Please write out the material that follows, exactly as it stands.

(A block of data)
========================

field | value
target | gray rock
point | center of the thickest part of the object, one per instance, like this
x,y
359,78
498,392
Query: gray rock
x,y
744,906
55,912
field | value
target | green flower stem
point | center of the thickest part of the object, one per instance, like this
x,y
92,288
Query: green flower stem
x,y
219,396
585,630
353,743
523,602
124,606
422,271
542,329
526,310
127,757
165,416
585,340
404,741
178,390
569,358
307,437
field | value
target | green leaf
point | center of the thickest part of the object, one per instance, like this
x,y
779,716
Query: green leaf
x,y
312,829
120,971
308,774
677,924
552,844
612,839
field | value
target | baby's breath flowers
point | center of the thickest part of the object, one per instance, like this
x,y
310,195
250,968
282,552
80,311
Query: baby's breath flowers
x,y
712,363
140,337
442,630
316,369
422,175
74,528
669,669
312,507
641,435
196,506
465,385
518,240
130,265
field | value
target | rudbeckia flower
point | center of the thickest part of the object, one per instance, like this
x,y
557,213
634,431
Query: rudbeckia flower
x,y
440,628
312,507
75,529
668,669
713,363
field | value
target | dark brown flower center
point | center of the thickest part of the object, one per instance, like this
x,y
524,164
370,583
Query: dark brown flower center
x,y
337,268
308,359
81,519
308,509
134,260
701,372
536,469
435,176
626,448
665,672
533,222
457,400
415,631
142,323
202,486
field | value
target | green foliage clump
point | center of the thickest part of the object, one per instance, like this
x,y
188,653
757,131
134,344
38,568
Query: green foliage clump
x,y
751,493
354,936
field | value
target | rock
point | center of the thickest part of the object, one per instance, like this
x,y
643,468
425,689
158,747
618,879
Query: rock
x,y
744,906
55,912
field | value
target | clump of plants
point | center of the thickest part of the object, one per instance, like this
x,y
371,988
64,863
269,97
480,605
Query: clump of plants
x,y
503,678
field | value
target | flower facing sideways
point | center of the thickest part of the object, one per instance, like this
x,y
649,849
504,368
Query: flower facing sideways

========================

__SOLUTION FOR THIS TASK__:
field | value
target | gray rock
point | center of the thickest part of the object, one per instance, like this
x,y
359,78
498,392
Query: gray rock
x,y
744,906
55,912
field | value
target | green flower stem
point | center of the thickest part of the object, one per instance, like this
x,y
92,288
Query: green flower stem
x,y
219,396
585,630
353,743
523,602
124,606
422,271
542,329
526,310
127,757
165,416
585,340
404,741
178,390
569,358
307,437
field | value
target | green leaf
point | center of the thickest part of the object, one per instance, like this
x,y
779,716
Query: green leaf
x,y
312,829
120,971
308,774
677,924
552,844
612,839
field | value
target | baby's breath flowers
point | center of the thickest part of the object, one per instance, like this
x,y
310,195
250,968
282,552
80,311
Query: baby's breath flowers
x,y
712,363
140,337
442,630
316,369
422,175
74,528
669,669
312,507
641,435
196,506
465,385
518,240
130,265
field | value
target | rudbeckia flower
point | center of the thickest part of the object, one per instance, like this
x,y
557,213
634,431
Query: rudbeckia flower
x,y
440,628
312,507
75,529
668,669
713,363
field | value
target | dark brown flower center
point | center of the thickest part of the object, one per instance, like this
x,y
524,164
370,583
Query: dark brown flower center
x,y
337,268
308,359
81,519
308,509
134,260
701,372
536,469
435,176
626,448
665,672
533,222
457,400
415,631
142,323
202,486
field | value
target | green foliage clump
point | center of the thickest part of the object, one per instance, like this
x,y
188,653
757,131
134,344
38,568
Query: green foliage clump
x,y
751,493
354,936
field | value
target | rock
point | center of the thickest part of the object, one per instance, like this
x,y
643,468
425,689
158,747
618,879
Query: rock
x,y
744,906
55,912
field | value
target | clump of plants
point | center of the thickest part of the object, one per instance, like this
x,y
371,988
64,863
269,97
480,605
Query: clump of plants
x,y
503,678
field | value
target | flower facing sideways
point | center of the thickest part of the object, one per instance, like this
x,y
649,849
504,368
Query: flower facing sideways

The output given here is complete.